EXERCISE GOAL ->
Please list every line in the records that contains the string "tree". Case counts.

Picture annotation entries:

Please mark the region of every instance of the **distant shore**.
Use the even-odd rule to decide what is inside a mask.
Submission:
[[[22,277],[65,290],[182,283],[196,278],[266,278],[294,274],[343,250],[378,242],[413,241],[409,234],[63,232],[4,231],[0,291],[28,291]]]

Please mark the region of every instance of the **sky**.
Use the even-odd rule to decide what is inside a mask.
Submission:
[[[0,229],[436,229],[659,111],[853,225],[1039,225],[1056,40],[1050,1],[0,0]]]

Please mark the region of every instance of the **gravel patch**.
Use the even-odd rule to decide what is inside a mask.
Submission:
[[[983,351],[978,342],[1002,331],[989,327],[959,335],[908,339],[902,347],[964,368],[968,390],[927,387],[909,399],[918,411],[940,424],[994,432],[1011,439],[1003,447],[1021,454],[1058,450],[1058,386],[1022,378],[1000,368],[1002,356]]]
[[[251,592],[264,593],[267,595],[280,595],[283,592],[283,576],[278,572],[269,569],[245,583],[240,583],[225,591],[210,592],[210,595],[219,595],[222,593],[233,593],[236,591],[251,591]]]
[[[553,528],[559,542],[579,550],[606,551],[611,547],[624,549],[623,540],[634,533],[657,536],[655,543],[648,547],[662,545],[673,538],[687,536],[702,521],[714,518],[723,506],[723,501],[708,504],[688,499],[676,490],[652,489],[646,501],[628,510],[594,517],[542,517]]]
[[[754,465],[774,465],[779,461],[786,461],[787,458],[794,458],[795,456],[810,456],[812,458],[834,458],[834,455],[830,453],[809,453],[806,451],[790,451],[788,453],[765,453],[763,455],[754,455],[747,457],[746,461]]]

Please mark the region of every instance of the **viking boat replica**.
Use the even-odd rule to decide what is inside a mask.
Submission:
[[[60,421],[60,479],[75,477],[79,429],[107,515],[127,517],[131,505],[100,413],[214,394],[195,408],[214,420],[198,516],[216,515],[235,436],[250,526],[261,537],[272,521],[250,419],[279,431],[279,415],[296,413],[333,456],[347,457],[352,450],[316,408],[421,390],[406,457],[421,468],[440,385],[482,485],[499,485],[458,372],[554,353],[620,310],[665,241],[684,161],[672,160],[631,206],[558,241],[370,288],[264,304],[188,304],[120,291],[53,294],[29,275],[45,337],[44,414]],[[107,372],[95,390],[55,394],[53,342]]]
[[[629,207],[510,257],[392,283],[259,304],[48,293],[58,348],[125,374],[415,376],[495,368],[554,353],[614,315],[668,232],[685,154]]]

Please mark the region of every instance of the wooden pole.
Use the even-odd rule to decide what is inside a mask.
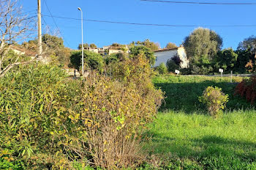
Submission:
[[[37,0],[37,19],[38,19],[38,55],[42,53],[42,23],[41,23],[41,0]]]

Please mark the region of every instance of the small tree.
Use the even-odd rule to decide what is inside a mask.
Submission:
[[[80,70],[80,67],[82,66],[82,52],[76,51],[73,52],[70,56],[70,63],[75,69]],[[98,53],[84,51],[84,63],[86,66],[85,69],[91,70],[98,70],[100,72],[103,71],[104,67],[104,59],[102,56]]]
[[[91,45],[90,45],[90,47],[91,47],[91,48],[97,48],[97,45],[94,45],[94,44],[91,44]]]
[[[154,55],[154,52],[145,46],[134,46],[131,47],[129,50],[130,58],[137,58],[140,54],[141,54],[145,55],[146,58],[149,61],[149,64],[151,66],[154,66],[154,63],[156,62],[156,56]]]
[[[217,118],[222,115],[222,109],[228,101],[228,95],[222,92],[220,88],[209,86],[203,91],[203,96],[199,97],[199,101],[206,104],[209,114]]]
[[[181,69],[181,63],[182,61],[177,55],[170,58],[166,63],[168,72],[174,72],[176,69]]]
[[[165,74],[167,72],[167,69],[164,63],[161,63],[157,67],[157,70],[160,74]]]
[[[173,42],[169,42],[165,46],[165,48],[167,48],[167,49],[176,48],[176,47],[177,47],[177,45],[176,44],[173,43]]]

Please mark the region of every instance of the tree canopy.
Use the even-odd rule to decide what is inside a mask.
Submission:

RESULT OF THE TASK ->
Please mark the region of every instance of the small tree.
Please mark the region of every instance of the tree canopy.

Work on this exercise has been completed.